Numbers 22:9. What men are these? — He asks this that Balaam, by repeating the thing in God’s presence, might be convinced and ashamed of his sin and folly, in offering his service in such a business, and for a foundation to the following answer.


Verse 12

Numbers 22:12. They are blessed — They are conducted under the banner of heaven, and no imprecations can hinder their progress. Though Balaam’s cursing Israel signified nothing of itself, yet God would not permit it, because the Moabites would have paid so great a regard to it, that they would thereupon have attacked the Israelites in hopes of being able to overcome and drive them back, Numbers 22:11; and so this would have brought on a war between them, which God did not design at this time to permit, Deuteronomy 2:9.


Verse 13

Numbers 22:13. The Lord refuseth to give me leave to go with you — He ought to have informed them that the Lord had strictly forbidden him to curse this people, and assured him that they were blessed. Such a declaration would probably have prevented any further message from Balak, and have preserved Balaam from running into more sin. God, however, overruled it all to his own glory and the good of his people Israel.


Verse 19

Numbers 22:19. Tarry ye also this night — “Here,” says Bishop Butler, p. 123 of his Sermons at the Rolls, “the iniquity of his heart begins to disclose itself. An honest man would, without hesitation, have repeated his former answer, that he could not be guilty of so infamous a prostitution of the sacred character with which he was invested, as, in the name of a prophet, to curse those whom he knew to be blessed: but instead of this he desires the princes of Moab to tarry that night with him also; and, for the sake of the reward, deliberates whether, by some means or other, he might not be able to obtain leave to curse Israel.”

_Tasks to complete_
• a. In the commentary on Numbers 22, whose Sermons at the Rolls are quoted in the note on verse 19?
• b. Duplicate the records word for word, from their first line down to and including the line containing "321 351 L 325".

_Supplied material_
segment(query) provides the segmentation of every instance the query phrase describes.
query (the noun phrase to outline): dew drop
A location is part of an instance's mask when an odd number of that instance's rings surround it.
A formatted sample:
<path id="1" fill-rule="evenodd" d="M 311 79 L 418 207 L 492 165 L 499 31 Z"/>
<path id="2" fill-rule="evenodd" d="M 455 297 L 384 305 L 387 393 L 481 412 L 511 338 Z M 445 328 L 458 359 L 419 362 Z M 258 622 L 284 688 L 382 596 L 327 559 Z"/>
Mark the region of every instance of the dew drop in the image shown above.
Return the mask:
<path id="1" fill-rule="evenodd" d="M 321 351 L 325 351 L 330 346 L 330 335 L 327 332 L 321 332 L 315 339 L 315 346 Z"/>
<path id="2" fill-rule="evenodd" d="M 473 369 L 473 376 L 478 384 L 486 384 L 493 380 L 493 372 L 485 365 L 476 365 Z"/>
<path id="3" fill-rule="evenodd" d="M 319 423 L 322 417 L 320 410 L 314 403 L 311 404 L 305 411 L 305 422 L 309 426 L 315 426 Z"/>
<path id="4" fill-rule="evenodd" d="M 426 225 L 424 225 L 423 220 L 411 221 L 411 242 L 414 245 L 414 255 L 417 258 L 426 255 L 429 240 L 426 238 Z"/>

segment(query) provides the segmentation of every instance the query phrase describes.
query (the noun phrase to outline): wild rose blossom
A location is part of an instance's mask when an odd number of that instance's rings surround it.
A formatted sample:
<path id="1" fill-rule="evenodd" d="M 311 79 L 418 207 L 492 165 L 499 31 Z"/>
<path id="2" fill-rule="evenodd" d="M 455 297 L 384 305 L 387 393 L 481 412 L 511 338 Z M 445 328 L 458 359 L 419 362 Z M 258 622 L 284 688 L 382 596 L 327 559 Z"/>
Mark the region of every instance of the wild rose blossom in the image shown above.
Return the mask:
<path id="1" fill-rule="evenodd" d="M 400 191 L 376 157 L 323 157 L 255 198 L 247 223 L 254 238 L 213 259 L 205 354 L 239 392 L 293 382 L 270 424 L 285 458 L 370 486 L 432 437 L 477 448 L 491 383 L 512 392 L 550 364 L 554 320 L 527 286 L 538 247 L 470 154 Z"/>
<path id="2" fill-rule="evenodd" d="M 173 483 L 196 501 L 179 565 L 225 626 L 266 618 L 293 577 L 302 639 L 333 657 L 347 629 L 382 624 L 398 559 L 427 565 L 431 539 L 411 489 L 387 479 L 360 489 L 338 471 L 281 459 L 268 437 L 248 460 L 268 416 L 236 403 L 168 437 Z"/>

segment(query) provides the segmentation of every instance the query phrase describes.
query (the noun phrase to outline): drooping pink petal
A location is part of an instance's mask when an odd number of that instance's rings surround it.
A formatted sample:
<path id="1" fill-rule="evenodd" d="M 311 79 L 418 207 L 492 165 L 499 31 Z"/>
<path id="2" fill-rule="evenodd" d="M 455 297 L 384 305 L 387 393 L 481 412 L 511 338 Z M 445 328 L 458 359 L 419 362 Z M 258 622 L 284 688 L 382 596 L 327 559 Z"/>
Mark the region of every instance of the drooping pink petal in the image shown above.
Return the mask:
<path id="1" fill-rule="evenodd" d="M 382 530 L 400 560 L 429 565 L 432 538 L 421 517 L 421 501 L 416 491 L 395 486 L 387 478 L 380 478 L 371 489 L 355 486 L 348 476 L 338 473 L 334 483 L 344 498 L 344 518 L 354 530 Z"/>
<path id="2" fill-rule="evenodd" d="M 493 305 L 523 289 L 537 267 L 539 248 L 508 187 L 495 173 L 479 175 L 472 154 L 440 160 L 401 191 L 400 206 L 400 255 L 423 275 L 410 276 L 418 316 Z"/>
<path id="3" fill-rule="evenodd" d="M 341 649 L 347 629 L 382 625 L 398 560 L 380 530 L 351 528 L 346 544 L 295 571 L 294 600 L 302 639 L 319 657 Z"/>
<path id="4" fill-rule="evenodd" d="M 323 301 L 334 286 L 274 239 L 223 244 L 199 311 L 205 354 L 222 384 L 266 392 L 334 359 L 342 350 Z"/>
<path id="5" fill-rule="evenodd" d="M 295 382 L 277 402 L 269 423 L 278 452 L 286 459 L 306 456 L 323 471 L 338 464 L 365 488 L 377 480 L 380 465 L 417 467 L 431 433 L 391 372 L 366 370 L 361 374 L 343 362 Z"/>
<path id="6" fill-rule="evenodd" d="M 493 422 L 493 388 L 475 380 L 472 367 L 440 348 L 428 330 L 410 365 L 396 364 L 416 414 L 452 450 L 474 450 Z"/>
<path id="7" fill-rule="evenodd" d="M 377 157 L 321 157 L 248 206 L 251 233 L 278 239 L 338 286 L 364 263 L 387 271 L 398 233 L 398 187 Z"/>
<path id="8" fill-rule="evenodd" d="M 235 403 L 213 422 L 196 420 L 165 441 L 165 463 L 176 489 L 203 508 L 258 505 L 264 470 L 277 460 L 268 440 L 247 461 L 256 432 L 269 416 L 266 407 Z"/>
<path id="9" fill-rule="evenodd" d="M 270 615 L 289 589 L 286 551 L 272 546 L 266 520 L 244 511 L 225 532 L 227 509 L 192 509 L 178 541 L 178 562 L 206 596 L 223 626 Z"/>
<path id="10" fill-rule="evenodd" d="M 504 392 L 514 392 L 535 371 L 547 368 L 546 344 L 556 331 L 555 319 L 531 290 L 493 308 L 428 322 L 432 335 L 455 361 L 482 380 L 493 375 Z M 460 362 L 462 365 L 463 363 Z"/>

_Exercise answers_
• a. Bishop Butler's.

• b.
segment(query) provides the segmentation of every instance the query phrase describes.
query (the noun phrase to outline): dew drop
A location is part of an instance's mask when an odd number of that instance's rings surround it.
A formatted sample:
<path id="1" fill-rule="evenodd" d="M 311 79 L 418 207 L 492 165 L 499 31 Z"/>
<path id="2" fill-rule="evenodd" d="M 455 297 L 384 305 L 387 393 L 481 412 L 511 338 Z M 445 328 L 458 359 L 419 362 Z M 258 622 L 284 688 L 382 596 L 327 559 Z"/>
Mark the region of every instance of the dew drop in the image shown above.
Return the mask:
<path id="1" fill-rule="evenodd" d="M 321 351 L 325 351 L 330 346 L 330 335 L 327 332 L 321 332 L 315 339 L 315 346 Z"/>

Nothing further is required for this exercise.